>> Begin

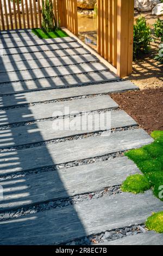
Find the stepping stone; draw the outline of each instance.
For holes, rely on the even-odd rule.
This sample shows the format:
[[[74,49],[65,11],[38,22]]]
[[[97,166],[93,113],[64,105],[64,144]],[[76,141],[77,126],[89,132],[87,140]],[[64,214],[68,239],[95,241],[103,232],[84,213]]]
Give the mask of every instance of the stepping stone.
[[[117,81],[118,77],[110,71],[72,74],[66,76],[48,77],[47,79],[29,80],[27,81],[10,82],[0,84],[0,94],[9,94],[18,92],[31,92],[73,86],[83,86],[104,82]],[[77,89],[75,89],[77,91]]]
[[[46,101],[67,99],[72,97],[109,94],[129,90],[136,90],[137,87],[129,81],[116,82],[76,87],[44,90],[0,96],[0,108],[20,106]]]
[[[139,173],[133,162],[124,157],[8,179],[0,182],[4,189],[0,211],[29,206],[32,202],[39,204],[99,191],[121,184],[127,176]],[[15,191],[20,190],[16,196]],[[23,199],[20,200],[21,195]]]
[[[81,47],[81,45],[74,40],[70,42],[61,42],[60,44],[43,44],[40,45],[33,45],[21,47],[3,48],[3,55],[23,54],[30,52],[52,51],[54,50],[69,49]],[[13,56],[13,59],[14,56]]]
[[[79,64],[78,65],[72,65],[71,66],[62,66],[55,68],[37,68],[24,71],[1,73],[0,84],[26,80],[32,80],[33,83],[33,80],[35,79],[107,70],[108,70],[107,68],[100,63],[83,63]]]
[[[142,223],[151,212],[162,209],[162,202],[154,197],[152,191],[104,196],[1,222],[3,239],[0,244],[62,244],[85,236]]]
[[[163,234],[149,231],[97,245],[163,245]]]
[[[30,131],[28,131],[30,132]],[[153,139],[142,129],[1,153],[0,175],[68,163],[137,148]],[[30,161],[29,161],[30,160]]]
[[[80,56],[76,55],[71,57],[66,56],[62,58],[55,58],[54,57],[54,58],[52,57],[51,59],[45,59],[43,60],[35,59],[33,60],[23,60],[15,63],[6,63],[3,65],[1,65],[0,72],[9,72],[10,71],[38,69],[39,68],[55,67],[80,63],[87,63],[91,62],[98,62],[99,60],[93,55],[88,54]]]
[[[101,109],[113,109],[118,105],[108,95],[72,100],[9,109],[0,112],[0,125],[44,118],[74,115]]]
[[[5,63],[10,63],[13,66],[16,65],[18,62],[23,60],[33,60],[40,59],[49,59],[51,58],[61,58],[64,56],[72,56],[73,55],[80,55],[90,54],[90,52],[83,47],[79,46],[74,49],[68,48],[65,50],[57,50],[47,51],[46,52],[31,52],[30,53],[24,53],[23,54],[4,55],[0,59],[1,70],[5,66]]]
[[[75,129],[72,129],[72,124]],[[84,114],[82,117],[66,118],[64,120],[59,119],[0,130],[0,148],[135,125],[133,118],[123,111],[108,111],[104,114],[90,113],[87,115]],[[70,128],[61,129],[62,127]]]
[[[58,38],[49,39],[37,39],[36,41],[34,40],[30,40],[30,41],[16,41],[16,40],[14,42],[7,42],[6,40],[1,41],[0,44],[0,49],[7,49],[9,48],[19,48],[22,47],[28,47],[33,46],[34,45],[38,46],[38,48],[40,45],[49,45],[54,44],[60,44],[60,43],[69,43],[70,42],[77,41],[73,38],[70,36],[67,36],[65,38]]]

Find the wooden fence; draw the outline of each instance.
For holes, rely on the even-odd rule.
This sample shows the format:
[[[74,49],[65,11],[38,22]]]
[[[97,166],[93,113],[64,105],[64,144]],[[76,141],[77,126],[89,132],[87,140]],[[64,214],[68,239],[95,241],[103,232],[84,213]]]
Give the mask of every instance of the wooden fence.
[[[78,34],[77,0],[51,0],[59,25]],[[41,27],[42,0],[0,0],[0,30]]]
[[[132,72],[134,0],[97,0],[97,51],[121,77]]]

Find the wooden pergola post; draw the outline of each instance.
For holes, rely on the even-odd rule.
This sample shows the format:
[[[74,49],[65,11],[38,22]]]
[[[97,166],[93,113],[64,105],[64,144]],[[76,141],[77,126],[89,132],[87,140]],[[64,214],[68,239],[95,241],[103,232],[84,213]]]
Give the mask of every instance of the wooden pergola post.
[[[134,0],[117,0],[117,75],[132,72]]]

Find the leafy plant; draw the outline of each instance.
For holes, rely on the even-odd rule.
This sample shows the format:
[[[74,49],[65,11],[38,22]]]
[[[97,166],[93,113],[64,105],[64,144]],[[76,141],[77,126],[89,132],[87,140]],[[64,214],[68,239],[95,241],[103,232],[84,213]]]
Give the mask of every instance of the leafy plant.
[[[51,0],[42,0],[42,29],[46,33],[55,31],[57,23],[53,10]]]
[[[163,20],[159,18],[154,24],[154,34],[157,38],[161,39],[161,42],[163,42]]]
[[[163,44],[160,44],[159,47],[159,52],[158,55],[154,58],[160,63],[163,63]]]
[[[152,32],[145,18],[140,17],[134,27],[134,58],[139,57],[141,53],[147,53],[152,40]]]

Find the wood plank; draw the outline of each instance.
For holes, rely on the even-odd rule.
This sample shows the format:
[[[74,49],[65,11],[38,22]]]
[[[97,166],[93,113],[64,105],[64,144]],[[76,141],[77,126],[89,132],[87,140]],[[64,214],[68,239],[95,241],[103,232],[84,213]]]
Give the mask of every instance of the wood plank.
[[[0,46],[0,48],[16,48],[16,47],[22,47],[24,46],[39,46],[44,45],[52,44],[61,44],[61,43],[66,43],[70,42],[76,42],[77,41],[76,39],[74,39],[72,37],[66,36],[65,38],[49,38],[48,39],[36,39],[35,40],[35,38],[32,38],[33,39],[30,41],[19,41],[12,42],[7,42],[5,40],[4,41],[2,41],[2,45]]]
[[[27,206],[30,204],[30,201],[33,204],[39,204],[66,198],[67,194],[72,197],[98,191],[109,186],[119,185],[128,175],[139,173],[133,162],[124,157],[68,169],[61,168],[48,173],[28,175],[25,178],[8,179],[0,182],[4,190],[3,202],[0,205],[0,211]],[[20,200],[19,194],[16,200],[15,191],[20,186],[22,187],[22,193],[27,196]]]
[[[42,52],[46,51],[52,51],[56,50],[64,50],[74,48],[81,47],[81,45],[77,42],[62,42],[61,44],[42,44],[41,45],[35,45],[22,47],[9,48],[3,49],[3,54],[17,54],[21,53],[28,53],[30,52]]]
[[[83,117],[83,119],[82,117]],[[110,129],[135,125],[136,123],[123,111],[109,111],[105,114],[89,113],[86,116],[66,118],[31,124],[0,131],[0,148],[34,143]],[[99,124],[100,122],[100,124]],[[75,129],[68,127],[74,124]],[[66,129],[59,129],[63,125]],[[32,132],[30,132],[32,131]]]
[[[163,245],[163,234],[149,231],[98,245]]]
[[[161,211],[162,208],[162,203],[154,197],[151,191],[136,195],[123,193],[103,197],[1,222],[3,239],[0,243],[62,243],[86,235],[142,223],[151,212]]]
[[[46,80],[34,81],[18,82],[0,85],[0,94],[9,94],[21,92],[31,92],[35,90],[59,88],[94,84],[104,81],[116,81],[117,77],[110,71],[92,72],[89,74],[73,74],[65,76],[49,78]]]
[[[30,53],[24,53],[23,54],[5,55],[3,58],[0,57],[0,67],[3,68],[5,63],[13,63],[16,62],[23,60],[33,60],[39,59],[47,59],[54,57],[62,57],[64,56],[72,56],[72,55],[81,55],[90,53],[90,52],[83,47],[75,48],[68,48],[64,50],[57,50],[54,51],[47,51],[46,52],[36,52]],[[15,65],[14,64],[13,65]]]
[[[8,120],[1,118],[0,125],[27,121],[32,120],[41,119],[57,116],[62,116],[70,113],[79,113],[89,111],[109,108],[117,108],[118,105],[108,95],[97,96],[80,100],[69,101],[52,102],[24,107],[19,108],[9,109],[1,111],[1,115],[4,114],[8,117]],[[65,108],[69,108],[69,113],[65,113]]]
[[[74,56],[56,58],[51,59],[35,59],[32,60],[23,60],[4,64],[0,66],[0,72],[17,71],[39,68],[55,67],[80,63],[87,63],[92,62],[99,62],[97,58],[92,54],[76,55]]]
[[[136,129],[3,153],[0,154],[0,175],[103,156],[140,148],[153,142],[142,129]]]
[[[121,81],[106,83],[101,84],[93,84],[79,87],[77,88],[52,89],[16,94],[5,96],[0,96],[0,108],[18,106],[30,103],[40,102],[45,101],[66,99],[77,96],[90,95],[92,94],[109,94],[126,92],[129,90],[138,89],[130,81]]]
[[[53,67],[42,68],[22,71],[7,72],[1,73],[0,84],[107,70],[108,70],[108,68],[103,64],[97,62],[87,64],[82,63],[78,65],[65,66],[57,66],[55,68]]]

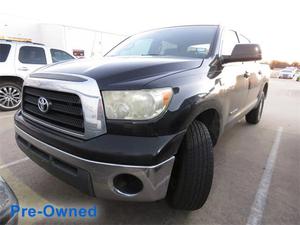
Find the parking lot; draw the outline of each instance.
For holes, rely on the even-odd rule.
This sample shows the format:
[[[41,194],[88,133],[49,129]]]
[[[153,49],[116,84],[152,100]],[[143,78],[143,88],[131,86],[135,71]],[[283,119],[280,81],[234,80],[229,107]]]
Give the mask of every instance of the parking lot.
[[[254,126],[241,120],[224,133],[214,149],[209,199],[194,212],[172,210],[164,201],[116,202],[81,194],[18,149],[13,114],[0,112],[0,175],[20,205],[98,208],[97,221],[52,219],[47,224],[255,224],[251,221],[257,218],[262,224],[300,223],[299,82],[271,79],[262,121]],[[44,222],[41,217],[19,219],[19,224]]]

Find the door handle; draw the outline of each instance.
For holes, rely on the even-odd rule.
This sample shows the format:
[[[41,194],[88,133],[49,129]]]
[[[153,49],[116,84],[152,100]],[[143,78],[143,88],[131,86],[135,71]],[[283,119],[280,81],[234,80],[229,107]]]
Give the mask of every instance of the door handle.
[[[245,77],[245,78],[250,77],[250,73],[249,73],[248,71],[246,71],[246,72],[244,73],[244,77]]]
[[[25,66],[18,68],[18,70],[20,71],[28,71],[29,69]]]

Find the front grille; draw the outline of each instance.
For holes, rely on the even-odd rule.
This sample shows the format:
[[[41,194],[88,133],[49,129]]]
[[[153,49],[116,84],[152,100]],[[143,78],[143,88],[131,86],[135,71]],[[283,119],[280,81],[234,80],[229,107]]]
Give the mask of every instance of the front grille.
[[[49,111],[46,113],[38,108],[40,97],[51,102]],[[84,133],[82,105],[80,98],[75,94],[25,86],[23,90],[23,112],[46,122],[48,125],[76,133]]]

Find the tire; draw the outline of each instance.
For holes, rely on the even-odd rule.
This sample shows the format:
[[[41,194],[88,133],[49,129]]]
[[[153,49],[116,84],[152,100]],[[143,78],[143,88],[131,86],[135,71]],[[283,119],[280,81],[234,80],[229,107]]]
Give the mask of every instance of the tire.
[[[264,109],[265,94],[262,93],[259,104],[246,115],[246,121],[250,124],[259,123]]]
[[[214,172],[213,145],[206,126],[194,121],[176,156],[167,201],[172,208],[197,210],[209,195]]]
[[[0,83],[0,110],[16,110],[21,105],[22,85],[4,81]]]

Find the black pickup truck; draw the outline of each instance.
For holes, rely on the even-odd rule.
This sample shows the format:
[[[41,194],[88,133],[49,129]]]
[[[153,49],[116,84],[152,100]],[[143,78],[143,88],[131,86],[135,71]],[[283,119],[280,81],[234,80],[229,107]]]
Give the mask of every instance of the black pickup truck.
[[[46,66],[23,85],[15,115],[22,151],[92,196],[166,198],[199,209],[213,146],[245,116],[260,121],[269,70],[261,50],[219,25],[131,36],[102,60]]]

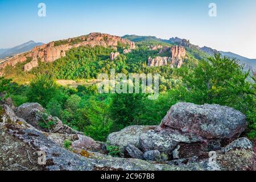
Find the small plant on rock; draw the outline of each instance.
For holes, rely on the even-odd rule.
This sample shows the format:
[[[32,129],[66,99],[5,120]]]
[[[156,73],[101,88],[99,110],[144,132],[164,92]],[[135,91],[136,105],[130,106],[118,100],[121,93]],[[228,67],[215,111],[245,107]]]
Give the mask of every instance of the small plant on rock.
[[[118,146],[106,146],[106,150],[109,153],[109,155],[113,157],[119,156],[121,154],[121,149]]]

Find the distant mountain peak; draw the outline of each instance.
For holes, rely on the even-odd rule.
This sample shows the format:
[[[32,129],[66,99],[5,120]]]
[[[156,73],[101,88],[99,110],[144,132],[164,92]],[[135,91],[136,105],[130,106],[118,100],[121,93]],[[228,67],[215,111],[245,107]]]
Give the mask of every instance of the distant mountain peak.
[[[30,40],[26,43],[11,48],[6,49],[3,49],[2,51],[0,51],[0,59],[10,57],[22,52],[29,51],[35,47],[42,46],[43,44],[43,43],[36,43],[34,40]]]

>> End

▶ SHORT PROBLEM
Find the line containing "Find the distant". Reproduce it exactly, along with every line after it through the last.

▶ RESULT
Find the distant mountain peak; draw the outline of each instance.
For holes, rely on the even-odd rule.
This sample shows the format:
[[[32,129],[66,99],[5,120]]]
[[[156,73],[101,88],[99,110],[144,132],[164,92]],[[135,91],[136,105],[130,106],[118,100],[121,93]],[[228,67],[215,111],[245,107]]]
Give the mask of every instance of the distant mountain peak.
[[[30,40],[26,43],[11,48],[6,49],[3,49],[2,51],[0,51],[0,59],[10,57],[22,52],[29,51],[35,47],[42,46],[43,44],[43,43],[36,43],[34,40]]]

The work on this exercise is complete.